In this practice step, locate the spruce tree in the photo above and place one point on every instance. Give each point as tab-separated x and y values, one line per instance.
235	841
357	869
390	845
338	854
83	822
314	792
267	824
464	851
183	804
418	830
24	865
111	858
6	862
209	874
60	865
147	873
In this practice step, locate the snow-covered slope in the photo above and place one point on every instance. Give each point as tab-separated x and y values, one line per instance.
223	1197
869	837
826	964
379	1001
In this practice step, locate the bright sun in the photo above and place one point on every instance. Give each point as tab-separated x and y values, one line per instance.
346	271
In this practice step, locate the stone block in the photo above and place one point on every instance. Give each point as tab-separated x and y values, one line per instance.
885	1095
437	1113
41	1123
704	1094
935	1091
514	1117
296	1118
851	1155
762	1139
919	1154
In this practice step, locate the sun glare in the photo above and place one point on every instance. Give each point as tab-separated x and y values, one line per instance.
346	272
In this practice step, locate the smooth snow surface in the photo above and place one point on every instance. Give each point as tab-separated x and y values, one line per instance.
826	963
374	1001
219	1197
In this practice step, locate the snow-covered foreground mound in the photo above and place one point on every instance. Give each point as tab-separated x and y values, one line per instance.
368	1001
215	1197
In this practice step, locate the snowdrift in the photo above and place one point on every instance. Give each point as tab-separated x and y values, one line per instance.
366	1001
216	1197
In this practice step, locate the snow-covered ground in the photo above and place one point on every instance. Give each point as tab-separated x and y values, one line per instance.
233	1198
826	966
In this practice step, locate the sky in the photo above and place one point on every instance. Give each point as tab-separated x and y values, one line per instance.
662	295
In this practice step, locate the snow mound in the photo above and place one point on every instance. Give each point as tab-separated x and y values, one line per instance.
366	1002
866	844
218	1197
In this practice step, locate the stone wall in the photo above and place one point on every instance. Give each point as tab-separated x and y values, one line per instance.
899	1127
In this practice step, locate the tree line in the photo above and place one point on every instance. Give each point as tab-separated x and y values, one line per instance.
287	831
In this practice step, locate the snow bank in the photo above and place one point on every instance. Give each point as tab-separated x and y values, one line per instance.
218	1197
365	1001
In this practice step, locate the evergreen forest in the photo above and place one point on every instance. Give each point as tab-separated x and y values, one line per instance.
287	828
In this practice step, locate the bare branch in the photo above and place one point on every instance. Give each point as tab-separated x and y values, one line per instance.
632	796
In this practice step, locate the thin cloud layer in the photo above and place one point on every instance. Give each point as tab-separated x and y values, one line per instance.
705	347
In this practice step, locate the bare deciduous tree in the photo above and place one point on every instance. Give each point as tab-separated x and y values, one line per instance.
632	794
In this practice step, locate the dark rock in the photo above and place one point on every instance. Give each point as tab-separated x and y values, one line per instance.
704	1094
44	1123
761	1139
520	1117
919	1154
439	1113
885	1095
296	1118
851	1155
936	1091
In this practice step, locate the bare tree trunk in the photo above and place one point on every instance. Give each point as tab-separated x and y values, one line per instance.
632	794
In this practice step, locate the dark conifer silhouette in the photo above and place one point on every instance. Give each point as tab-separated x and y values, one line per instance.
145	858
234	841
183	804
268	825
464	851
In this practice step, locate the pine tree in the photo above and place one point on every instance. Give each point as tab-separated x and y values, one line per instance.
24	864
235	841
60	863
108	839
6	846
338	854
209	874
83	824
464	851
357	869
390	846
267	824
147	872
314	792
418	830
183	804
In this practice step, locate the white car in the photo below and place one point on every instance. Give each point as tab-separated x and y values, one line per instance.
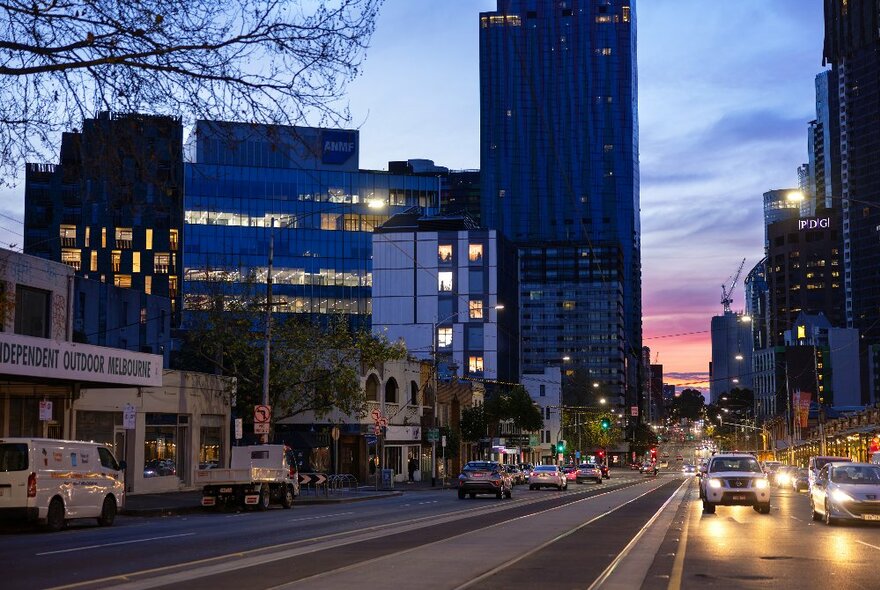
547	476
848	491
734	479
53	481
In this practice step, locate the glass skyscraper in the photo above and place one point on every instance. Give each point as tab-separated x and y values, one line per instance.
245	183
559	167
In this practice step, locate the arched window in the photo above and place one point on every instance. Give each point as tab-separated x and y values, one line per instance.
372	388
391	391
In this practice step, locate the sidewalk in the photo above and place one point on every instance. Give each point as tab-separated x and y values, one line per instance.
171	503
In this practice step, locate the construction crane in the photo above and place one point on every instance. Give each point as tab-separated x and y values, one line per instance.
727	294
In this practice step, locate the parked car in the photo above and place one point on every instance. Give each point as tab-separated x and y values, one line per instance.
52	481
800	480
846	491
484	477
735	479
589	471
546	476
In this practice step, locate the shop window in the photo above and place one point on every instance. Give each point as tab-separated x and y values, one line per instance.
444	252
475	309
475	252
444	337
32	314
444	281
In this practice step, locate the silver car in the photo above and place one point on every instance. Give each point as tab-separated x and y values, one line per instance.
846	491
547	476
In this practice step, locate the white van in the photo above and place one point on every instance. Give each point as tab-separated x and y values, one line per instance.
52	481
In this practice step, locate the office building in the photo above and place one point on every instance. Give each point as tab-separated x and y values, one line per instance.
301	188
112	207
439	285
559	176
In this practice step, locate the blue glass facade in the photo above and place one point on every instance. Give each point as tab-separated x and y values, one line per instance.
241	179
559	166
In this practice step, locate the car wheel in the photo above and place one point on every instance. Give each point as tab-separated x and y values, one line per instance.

________________

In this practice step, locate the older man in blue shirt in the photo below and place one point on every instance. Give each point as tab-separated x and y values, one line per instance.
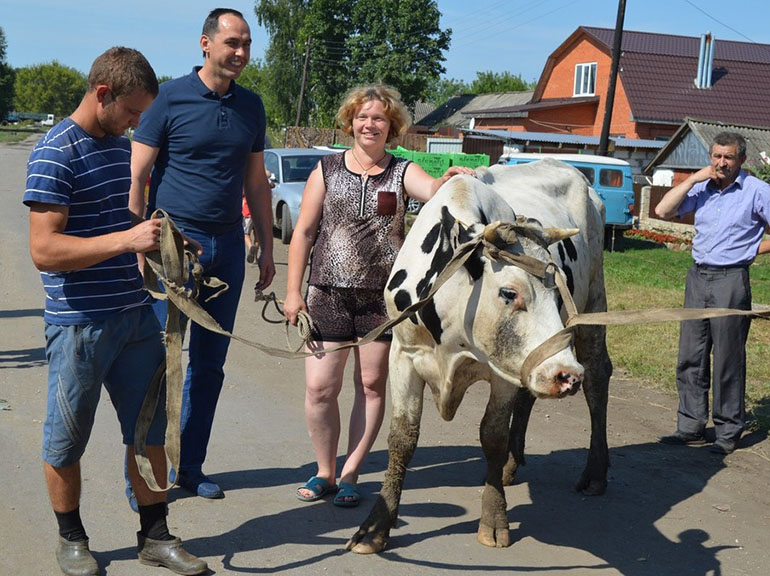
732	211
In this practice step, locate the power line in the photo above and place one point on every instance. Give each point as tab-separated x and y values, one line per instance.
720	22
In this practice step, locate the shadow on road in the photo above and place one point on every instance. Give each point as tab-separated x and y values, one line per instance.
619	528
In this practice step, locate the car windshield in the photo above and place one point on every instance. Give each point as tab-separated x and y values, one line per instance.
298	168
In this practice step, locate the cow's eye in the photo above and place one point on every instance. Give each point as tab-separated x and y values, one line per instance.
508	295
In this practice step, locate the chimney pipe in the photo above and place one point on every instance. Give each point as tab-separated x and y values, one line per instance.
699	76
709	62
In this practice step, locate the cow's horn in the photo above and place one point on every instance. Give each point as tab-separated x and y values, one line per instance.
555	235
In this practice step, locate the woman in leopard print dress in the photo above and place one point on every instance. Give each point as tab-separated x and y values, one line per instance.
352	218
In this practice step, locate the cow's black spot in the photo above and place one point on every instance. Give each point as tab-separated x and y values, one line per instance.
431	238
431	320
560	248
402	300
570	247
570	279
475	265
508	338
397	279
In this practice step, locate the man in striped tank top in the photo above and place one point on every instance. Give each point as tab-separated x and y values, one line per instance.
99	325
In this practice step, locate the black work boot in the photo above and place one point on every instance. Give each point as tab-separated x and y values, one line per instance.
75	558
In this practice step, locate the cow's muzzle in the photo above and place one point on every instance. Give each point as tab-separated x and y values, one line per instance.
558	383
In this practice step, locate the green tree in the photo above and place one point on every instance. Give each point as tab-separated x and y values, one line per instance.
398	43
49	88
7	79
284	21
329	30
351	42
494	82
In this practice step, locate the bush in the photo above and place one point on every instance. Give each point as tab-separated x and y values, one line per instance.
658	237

________________

(PROBLEM): Find "In this practice step, locate the shop" in the entries above and copy that whole line exactly, then each line after it through the line that contains "In this practice step, locate the car wheel".

(TASK SOLUTION):
In this practice step, locate the shop window in the photo above and place one point on every instance. Give each point as tab-separated x and y values, one line per instance.
444	252
475	309
475	252
444	337
32	314
444	281
In this practice step, locate the silver car in the photo above and place one point on every instance. Give each point as tab-separated x and y values, one line per instance.
846	491
547	476
In this practice step, locate the white van in the photo above and place one point on every instance. Give each point as tab-separated x and y values, one line per instance.
52	481
In this practice step, locate the office building in the photo above and place one point on every instance. Give each point as tab-separated x and y values, one line per instance.
301	188
112	207
439	285
559	176
In this practice step, locate the blue glass facade in the photo above and place one point on every instance. Give each point as tab-separated x and y values, one line per instance.
241	179
559	166
In this practice step, locate the car wheel in the photo above and place one point on every instance. Give each point as tab-separated x and y values, one line per instance.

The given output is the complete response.